_THE REQUEST_
Count the lines in the data below that contain the string "pointer" and reply with that number alone.

_SUPPLIED INFORMATION_
-- begin --

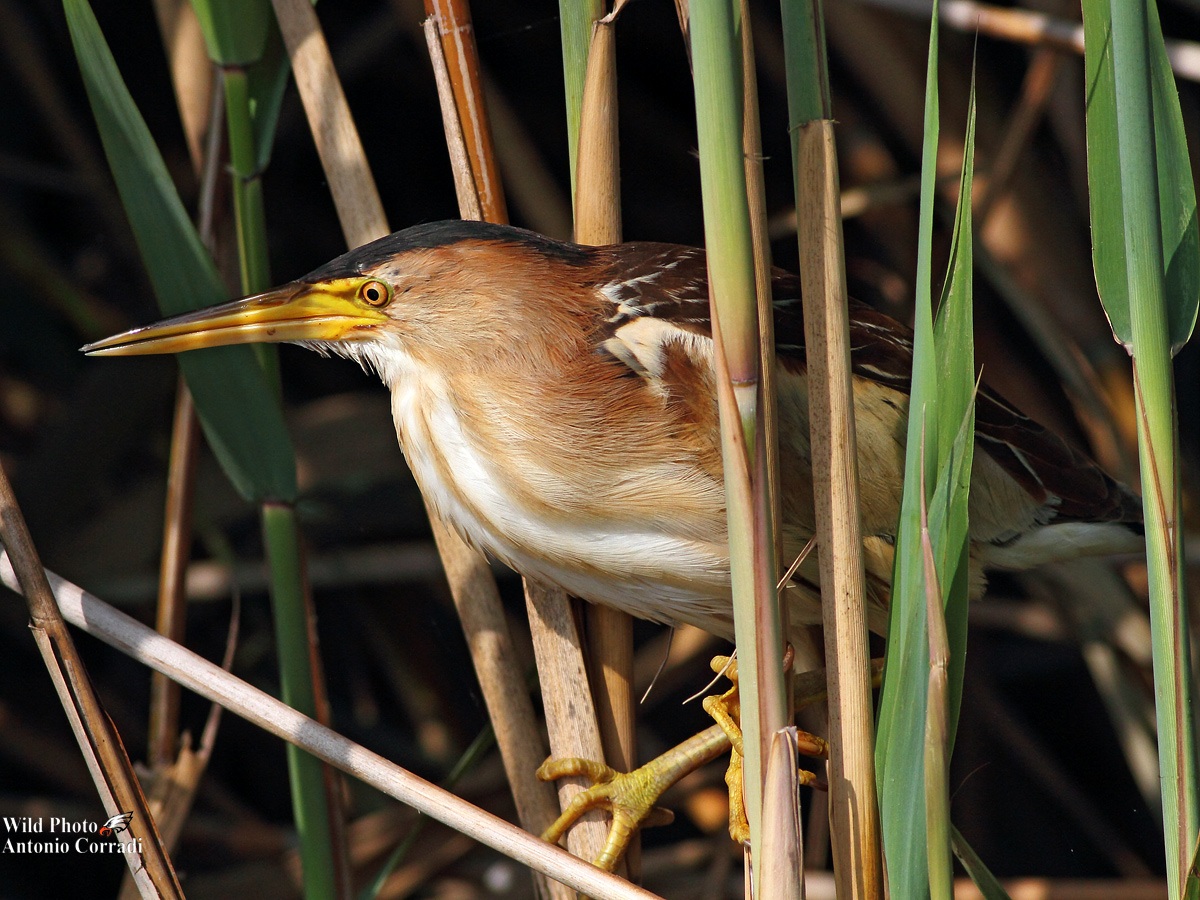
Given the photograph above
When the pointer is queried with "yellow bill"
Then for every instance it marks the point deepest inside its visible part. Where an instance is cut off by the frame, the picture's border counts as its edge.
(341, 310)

-- end --
-- begin --

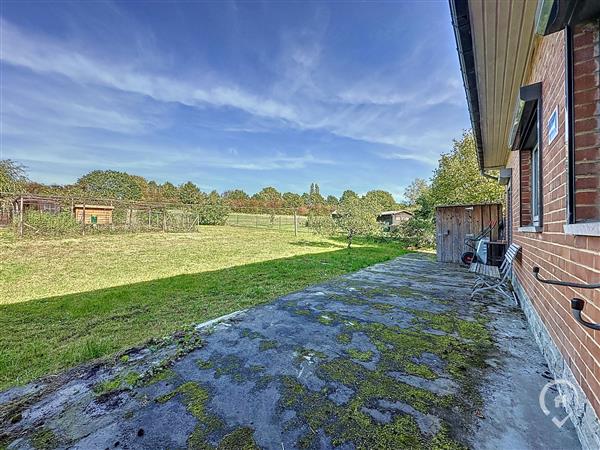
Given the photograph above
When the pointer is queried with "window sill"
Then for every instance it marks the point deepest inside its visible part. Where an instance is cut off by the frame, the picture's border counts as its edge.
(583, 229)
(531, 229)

-- end --

_SOLUTION TO THIS PROBLEM_
2